书面题目 A. 用两句话概括下面这篇关于在 Spark 中运行 Scala 程序的文章。
书面题目 B. 从下面这篇关于在 Spark 中运行 Scala 程序的文章中照录一段：从含有“在用 Spark 实现计算”的地方开始，到“Spark、Scala 以及 SBT,非常方便,大家自己查阅一下官网就可以很快安装好环境。”为止。
书面题目 C.
判断下列说法是否与下面这篇关于在 Spark 中运行 Scala 程序的文章相符，逐条回答“是”或“否”，并引用文中起决定作用的原话。
(i) Spark、Scala 和 SBT 是通过 SDKMAN 安装的。
(ii) 文中使用的 Scala 版本是 2.13。
(iii) 代码在 SparkConf 中把应用名称设为 calculateAccuracy。

原文摘录.
---
在用 Spark 实现计算 Accuracy 时,代码在 Spark-shell 中可以运行得很好,但是想了一下,实际模型预测时,不可能是通过 Spark-shell 来实现预测,就有了本篇文章——如何在 Spark 中运行 scala 程序。

1. 环境安装

关于本篇文档的运行环境,我是通过 SDKMAN 安装的 Spark、Scala 以及 SBT,非常方便,大家自己查阅一下官网就可以很快安装好环境。

  1. spark == 3.1.2
  2. scala == 2.12.14
  3. sbt == 1.5.5

2. 构建工程项目

我们先来将工程目录创建出来

  1. $ mkdir -p ~/projects/sparkApps/MLAccuracy/src/main/scala/
  2. $ touch ~/projects/sparkApps/MLAccuracy/src/main/scala/calculateAccuracy.scala
  3. $ touch ~/projects/sparkApps/MLAccuracy/calculate.sbt

创建完之后的目录结构如下:

  1. MLAccuracy
  2. ├── calculateAccuracy.sbt
  3. └── src
  4. └── main
  5. └── scala
  6. └── calculateAccuracy.scala

3. 主要代码

计算 Accuracy 的 Scala 源码(calculateAccuracy.scala):

  1. import org.apache.spark.mllib.evaluation.MulticlassMetrics
  2. import org.apache.spark.{SparkConf, SparkContext}
  3. object CalulateAccuracy {
  4. def main(args: Array[String]) {
  5. val conf = new SparkConf().setAppName("calculateAccuracy").setMaster("local")
---
给定数据.
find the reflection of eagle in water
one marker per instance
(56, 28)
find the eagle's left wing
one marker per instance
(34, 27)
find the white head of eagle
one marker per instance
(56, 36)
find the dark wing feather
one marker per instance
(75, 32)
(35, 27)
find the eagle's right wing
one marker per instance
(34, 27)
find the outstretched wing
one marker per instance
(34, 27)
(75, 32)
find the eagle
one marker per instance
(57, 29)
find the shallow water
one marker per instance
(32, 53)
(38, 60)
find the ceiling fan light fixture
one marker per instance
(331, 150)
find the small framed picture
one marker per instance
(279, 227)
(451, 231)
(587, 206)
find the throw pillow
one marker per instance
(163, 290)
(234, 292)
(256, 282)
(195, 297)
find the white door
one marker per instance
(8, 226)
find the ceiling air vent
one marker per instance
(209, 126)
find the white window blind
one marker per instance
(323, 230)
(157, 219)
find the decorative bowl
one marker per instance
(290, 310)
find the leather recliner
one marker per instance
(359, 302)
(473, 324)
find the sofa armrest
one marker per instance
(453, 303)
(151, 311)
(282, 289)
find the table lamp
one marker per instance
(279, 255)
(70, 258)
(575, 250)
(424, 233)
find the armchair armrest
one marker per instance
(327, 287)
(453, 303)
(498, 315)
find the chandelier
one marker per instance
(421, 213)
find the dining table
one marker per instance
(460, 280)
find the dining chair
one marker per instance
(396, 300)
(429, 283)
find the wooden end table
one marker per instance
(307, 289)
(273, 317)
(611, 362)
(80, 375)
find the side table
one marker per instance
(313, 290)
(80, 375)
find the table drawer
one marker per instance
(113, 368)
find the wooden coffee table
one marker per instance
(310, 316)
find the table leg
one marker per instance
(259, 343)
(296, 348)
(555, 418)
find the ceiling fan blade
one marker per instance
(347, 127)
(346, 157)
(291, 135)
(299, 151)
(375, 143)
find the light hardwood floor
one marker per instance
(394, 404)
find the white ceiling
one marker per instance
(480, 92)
---
最终结果 A. 作者发现计算 Accuracy 的代码在 Spark-shell 中能很好地运行，但实际模型预测时不可能通过 Spark-shell 来实现，于是写了这篇介绍如何在 Spark 中运行 scala 程序的文章。文中通过 SDKMAN 安装了 Spark 3.1.2、Scala 2.12.14 和 SBT 1.5.5，先创建了工程目录，然后给出计算 Accuracy 的 Scala 源码。

最终结果 B.
在用 Spark 实现计算 Accuracy 时,代码在 Spark-shell 中可以运行得很好,但是想了一下,实际模型预测时,不可能是通过 Spark-shell 来实现预测,就有了本篇文章——如何在 Spark 中运行 scala 程序。

1. 环境安装

关于本篇文档的运行环境,我是通过 SDKMAN 安装的 Spark、Scala 以及 SBT,非常方便,大家自己查阅一下官网就可以很快安装好环境。

最终结果 C.
(i) 是。原文："我是通过 SDKMAN 安装的 Spark、Scala 以及 SBT"
(ii) 否。原文："scala == 2.12.14"
(iii) 是。原文："setAppName("calculateAccuracy")"